── Text under study
General Packet Radio Service (GPRS)

Introduction
Part I
GPRS Architecture
Part II
Bearer Services and Supplementary Services
Mobility Management
GPRS Limitations

introduction

Around 1994, the GSM phase 2 standards were enhanced to include a number of new and improved services.
These enhancements became known as GSM Phase 2 Plus.
One of the new features proposed in 1994 was a new service, true packet radio service known as GPRS
The purpose of GPRS (General Packet Radio Service) is to provide an efficient system aimed at data transfer for mobile users.
GPRS allows a user with suitable mobile station to occupy multiple time slots on a TRX, there by making it possible to occupy of all 8 timeslots if they are available.
The GSM system will be largely reused, though new hardware needs to be integrated in the existing network.
GPRS (General Packet Radio Service)
Reuse the existing GSM infrastructure (not standalone)
────
── Excerpted records
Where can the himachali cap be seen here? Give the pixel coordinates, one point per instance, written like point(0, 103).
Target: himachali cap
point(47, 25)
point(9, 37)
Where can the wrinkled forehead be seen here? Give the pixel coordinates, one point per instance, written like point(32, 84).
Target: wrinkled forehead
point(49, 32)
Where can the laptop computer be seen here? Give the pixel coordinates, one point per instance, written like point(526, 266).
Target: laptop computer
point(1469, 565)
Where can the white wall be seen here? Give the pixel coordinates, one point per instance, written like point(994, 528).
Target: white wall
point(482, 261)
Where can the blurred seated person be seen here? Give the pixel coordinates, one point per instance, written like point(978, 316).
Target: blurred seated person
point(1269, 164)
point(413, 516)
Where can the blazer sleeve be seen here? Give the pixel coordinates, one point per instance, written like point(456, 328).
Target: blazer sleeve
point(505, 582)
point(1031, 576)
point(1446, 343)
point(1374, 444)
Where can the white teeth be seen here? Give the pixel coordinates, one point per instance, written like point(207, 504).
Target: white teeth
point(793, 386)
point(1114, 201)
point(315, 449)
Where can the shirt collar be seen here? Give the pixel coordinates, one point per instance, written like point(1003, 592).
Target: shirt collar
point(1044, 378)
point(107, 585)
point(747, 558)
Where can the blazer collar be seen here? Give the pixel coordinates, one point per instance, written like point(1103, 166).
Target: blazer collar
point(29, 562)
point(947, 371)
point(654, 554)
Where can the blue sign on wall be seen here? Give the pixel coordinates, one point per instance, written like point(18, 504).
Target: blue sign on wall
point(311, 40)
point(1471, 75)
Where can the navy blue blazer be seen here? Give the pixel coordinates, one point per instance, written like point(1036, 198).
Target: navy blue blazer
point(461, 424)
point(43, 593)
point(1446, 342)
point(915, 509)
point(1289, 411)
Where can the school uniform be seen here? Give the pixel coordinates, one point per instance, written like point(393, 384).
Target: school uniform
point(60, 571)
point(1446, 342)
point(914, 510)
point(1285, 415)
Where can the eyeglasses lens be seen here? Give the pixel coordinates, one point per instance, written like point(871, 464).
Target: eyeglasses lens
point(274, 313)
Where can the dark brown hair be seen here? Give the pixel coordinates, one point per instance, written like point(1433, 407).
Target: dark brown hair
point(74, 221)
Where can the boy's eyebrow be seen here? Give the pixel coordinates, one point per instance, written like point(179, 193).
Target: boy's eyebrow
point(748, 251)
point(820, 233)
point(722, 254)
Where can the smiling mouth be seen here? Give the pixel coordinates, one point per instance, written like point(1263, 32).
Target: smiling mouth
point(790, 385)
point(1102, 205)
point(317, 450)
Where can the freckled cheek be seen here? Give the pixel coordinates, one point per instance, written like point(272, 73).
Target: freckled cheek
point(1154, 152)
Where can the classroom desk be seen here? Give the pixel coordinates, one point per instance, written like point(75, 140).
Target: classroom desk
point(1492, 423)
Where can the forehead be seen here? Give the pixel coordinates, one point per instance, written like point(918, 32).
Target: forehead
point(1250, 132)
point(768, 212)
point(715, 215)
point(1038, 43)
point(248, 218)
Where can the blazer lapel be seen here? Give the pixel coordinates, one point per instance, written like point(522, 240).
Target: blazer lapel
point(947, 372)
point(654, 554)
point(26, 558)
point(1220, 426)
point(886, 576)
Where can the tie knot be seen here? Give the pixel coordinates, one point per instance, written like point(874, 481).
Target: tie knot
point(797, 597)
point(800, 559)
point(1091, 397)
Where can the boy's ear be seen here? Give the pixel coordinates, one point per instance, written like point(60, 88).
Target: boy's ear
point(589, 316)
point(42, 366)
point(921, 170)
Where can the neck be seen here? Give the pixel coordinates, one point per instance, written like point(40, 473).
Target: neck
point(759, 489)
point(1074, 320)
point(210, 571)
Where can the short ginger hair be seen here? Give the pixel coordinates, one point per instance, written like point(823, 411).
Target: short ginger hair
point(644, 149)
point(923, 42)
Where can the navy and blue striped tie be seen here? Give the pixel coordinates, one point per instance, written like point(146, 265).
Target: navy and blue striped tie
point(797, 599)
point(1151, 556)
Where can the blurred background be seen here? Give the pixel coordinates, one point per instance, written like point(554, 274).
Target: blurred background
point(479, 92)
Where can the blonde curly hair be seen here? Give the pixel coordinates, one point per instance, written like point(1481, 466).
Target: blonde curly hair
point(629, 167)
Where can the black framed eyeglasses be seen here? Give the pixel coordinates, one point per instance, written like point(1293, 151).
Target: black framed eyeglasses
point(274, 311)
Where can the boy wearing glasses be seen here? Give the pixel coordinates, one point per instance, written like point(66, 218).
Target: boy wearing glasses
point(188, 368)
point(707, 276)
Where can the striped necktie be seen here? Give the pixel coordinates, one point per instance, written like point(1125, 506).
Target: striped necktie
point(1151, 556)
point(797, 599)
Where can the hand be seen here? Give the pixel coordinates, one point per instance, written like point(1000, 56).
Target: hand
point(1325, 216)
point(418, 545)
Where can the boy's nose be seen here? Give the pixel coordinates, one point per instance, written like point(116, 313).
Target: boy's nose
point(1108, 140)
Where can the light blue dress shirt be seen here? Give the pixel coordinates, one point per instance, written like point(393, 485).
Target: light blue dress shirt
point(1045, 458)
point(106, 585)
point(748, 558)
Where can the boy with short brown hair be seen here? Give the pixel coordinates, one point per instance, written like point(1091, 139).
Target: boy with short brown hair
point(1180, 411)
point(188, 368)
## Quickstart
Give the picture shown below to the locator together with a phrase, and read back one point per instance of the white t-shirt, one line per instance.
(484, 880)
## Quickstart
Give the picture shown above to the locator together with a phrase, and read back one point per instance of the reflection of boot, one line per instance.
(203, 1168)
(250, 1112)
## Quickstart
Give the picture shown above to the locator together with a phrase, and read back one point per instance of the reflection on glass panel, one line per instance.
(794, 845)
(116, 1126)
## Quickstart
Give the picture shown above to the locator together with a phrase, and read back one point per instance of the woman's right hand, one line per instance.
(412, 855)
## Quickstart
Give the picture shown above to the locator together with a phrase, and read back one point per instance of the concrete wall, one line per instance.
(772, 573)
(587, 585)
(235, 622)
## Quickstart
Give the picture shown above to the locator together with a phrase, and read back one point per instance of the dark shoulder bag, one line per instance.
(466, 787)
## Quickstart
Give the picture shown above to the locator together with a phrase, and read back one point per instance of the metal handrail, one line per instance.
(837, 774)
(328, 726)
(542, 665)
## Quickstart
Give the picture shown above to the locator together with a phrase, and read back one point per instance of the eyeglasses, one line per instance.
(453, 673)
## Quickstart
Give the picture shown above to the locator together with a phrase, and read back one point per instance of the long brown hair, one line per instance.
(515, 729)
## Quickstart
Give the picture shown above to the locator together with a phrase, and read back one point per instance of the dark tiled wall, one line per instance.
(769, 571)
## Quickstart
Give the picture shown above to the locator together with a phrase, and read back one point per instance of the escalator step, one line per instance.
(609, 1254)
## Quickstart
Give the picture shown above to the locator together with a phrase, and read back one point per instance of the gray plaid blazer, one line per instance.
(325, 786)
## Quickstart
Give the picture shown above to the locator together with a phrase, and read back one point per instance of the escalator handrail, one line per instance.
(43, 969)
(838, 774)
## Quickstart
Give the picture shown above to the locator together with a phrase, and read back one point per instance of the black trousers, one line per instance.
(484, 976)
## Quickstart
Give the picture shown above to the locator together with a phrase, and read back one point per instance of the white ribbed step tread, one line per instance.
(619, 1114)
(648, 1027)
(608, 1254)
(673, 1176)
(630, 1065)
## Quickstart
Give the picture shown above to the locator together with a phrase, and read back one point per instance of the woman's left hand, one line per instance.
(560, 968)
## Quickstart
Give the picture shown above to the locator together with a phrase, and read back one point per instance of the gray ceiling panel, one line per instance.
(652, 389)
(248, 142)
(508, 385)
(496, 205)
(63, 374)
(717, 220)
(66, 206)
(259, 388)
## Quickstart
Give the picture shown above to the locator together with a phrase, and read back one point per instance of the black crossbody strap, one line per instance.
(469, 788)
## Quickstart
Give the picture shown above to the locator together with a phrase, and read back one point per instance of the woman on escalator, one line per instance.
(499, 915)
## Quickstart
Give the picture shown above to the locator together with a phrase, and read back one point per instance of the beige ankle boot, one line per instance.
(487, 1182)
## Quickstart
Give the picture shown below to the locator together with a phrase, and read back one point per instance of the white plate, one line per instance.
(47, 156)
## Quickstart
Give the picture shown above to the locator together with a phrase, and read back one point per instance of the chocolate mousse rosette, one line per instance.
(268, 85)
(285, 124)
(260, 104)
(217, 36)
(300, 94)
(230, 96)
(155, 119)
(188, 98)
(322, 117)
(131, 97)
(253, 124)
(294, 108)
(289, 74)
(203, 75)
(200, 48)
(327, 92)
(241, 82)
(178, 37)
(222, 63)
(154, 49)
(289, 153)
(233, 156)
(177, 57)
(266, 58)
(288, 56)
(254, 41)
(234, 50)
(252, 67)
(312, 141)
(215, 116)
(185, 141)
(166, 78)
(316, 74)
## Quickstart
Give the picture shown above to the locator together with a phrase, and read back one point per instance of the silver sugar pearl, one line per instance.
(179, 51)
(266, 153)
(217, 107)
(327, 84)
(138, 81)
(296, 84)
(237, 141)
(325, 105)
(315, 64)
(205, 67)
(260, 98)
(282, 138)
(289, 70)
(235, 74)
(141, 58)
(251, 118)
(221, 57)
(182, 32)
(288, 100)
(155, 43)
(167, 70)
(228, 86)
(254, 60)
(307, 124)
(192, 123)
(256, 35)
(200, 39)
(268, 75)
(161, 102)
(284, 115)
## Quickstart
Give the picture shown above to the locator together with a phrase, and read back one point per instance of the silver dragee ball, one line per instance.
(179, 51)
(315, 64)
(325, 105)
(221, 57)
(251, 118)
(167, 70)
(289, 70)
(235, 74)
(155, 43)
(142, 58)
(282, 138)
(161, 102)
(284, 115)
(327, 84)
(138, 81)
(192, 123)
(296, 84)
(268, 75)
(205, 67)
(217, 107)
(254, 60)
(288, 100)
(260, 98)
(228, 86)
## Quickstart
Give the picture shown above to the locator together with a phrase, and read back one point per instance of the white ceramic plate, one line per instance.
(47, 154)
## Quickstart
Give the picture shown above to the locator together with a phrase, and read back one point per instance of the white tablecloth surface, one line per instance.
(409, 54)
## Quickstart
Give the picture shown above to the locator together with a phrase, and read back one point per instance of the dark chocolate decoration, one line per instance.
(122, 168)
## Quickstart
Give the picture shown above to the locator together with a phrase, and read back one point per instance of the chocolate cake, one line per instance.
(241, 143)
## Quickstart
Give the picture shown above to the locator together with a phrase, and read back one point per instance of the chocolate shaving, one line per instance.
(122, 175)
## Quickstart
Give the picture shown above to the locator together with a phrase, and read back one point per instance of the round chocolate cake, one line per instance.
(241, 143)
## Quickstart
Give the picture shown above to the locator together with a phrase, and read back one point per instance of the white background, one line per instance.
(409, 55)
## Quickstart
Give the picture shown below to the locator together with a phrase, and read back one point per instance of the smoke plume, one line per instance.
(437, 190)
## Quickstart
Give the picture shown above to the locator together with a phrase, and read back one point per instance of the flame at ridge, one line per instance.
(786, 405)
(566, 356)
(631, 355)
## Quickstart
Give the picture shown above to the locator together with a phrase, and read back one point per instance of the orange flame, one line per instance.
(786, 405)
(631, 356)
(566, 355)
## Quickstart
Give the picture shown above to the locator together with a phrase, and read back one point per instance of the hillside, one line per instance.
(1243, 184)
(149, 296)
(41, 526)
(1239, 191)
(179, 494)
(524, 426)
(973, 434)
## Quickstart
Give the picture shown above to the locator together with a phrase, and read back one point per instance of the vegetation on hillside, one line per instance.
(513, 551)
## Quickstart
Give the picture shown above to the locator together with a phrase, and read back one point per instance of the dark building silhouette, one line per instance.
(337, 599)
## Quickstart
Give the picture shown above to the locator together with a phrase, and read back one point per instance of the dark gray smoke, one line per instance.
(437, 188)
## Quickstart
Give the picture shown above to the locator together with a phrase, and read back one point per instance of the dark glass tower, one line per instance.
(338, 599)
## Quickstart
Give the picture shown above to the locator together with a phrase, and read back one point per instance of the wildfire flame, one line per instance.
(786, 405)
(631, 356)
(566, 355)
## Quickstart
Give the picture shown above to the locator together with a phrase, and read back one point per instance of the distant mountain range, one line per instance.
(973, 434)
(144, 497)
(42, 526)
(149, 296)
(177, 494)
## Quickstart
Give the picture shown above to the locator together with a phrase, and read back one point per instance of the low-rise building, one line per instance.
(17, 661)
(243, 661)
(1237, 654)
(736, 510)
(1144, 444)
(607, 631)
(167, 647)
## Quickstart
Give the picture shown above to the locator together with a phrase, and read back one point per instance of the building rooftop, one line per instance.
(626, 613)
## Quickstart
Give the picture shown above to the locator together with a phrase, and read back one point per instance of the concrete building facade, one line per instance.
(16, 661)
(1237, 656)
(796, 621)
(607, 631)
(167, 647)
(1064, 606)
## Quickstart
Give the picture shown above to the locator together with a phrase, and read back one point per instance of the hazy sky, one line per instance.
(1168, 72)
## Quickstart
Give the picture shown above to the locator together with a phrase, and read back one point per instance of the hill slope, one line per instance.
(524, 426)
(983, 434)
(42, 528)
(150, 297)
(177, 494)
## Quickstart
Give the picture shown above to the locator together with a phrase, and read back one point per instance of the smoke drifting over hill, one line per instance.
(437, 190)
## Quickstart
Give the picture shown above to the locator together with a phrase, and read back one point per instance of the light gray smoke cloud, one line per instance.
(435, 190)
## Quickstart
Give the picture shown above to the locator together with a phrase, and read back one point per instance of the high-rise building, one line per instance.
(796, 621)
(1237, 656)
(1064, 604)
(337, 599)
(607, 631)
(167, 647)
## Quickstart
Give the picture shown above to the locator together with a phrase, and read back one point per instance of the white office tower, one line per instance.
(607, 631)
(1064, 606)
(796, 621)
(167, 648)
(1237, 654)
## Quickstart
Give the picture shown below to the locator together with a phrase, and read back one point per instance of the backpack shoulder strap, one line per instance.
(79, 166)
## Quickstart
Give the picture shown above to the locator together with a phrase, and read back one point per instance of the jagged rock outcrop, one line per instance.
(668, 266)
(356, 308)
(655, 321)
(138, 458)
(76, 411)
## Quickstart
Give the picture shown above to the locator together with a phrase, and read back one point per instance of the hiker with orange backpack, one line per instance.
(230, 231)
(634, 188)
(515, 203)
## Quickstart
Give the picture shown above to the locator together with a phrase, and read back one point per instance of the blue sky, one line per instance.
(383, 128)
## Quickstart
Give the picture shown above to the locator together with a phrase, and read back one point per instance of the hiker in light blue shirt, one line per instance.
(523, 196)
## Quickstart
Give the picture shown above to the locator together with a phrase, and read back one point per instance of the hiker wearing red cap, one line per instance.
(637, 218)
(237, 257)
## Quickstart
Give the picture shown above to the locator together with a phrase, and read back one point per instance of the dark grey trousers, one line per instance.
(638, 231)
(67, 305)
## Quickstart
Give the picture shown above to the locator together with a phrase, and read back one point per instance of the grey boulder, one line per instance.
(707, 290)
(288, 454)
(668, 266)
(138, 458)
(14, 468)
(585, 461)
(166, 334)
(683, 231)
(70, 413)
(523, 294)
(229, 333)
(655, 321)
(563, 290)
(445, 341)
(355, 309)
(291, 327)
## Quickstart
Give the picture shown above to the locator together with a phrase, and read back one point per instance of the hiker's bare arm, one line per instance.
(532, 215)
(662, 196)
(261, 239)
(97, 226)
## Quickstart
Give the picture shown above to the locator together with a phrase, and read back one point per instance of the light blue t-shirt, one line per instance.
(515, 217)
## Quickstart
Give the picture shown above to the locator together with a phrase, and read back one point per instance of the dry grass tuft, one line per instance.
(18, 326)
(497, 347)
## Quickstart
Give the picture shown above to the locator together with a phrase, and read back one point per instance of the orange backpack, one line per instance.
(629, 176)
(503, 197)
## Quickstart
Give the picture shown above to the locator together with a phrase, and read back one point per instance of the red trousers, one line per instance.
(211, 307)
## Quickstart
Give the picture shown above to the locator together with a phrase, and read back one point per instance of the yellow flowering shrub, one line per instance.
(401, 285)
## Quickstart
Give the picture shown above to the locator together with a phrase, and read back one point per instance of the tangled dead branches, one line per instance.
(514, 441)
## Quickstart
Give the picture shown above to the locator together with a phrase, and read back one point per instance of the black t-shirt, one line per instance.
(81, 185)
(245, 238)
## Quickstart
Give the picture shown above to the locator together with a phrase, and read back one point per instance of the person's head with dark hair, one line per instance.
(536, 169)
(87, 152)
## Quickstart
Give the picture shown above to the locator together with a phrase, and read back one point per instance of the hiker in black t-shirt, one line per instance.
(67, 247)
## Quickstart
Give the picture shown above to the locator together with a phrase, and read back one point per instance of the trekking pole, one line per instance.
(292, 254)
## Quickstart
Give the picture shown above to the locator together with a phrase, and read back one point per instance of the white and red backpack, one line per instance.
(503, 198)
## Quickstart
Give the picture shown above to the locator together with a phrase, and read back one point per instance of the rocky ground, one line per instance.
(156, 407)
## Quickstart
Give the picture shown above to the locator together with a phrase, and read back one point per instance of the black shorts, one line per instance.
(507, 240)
────
= Task instructions =
Continue the GPRS overview above, starting after its final line.

= Response =
Introduce packet-switched routing functionality
Better data transfer rates due to multi-slot operation
Low cost and connectivity-oriented
Migration Path to 3G Networks

BTS–Base Transceiver Station

BTS provides physical connection of an MS to the network in the form of Air Interface.
On the other side BTS connected to BSC thru Abis-interface.
Cabinet size is reduced substantially from 1991 to current.
Functionality and basic structure largely unchanged.
A BTS cabinet can have up to 16 TRX (GSM recommendation)

TRX – Most important module of BTS from signal processing point of view

Consists of a low frequency part for signal processing and a high frequency part for modulation/demodulation.

Both parts are connected by a separate or integrated Frequency hopping unit.
All other parts of BTS are associated with TRX and perform auxiliary or admin tasks.

Base Station System (BSS)

The Base Station System (BSS) is responsible for all the radio related functions in the system, such as:
Radio communication with the mobile units
Handover of calls in progress between cells
Management of all radio network resources and cell configuration data.


A BSS consists of the following elements:

• One or more BTSs (base transceiver station)

• One BSC (base station controller)

• One TRAU (transcoding rate and adaptation unit).

Capacity and Frequency Re-use

It is the number of frequencies in a cell that determines the cell’s capacity.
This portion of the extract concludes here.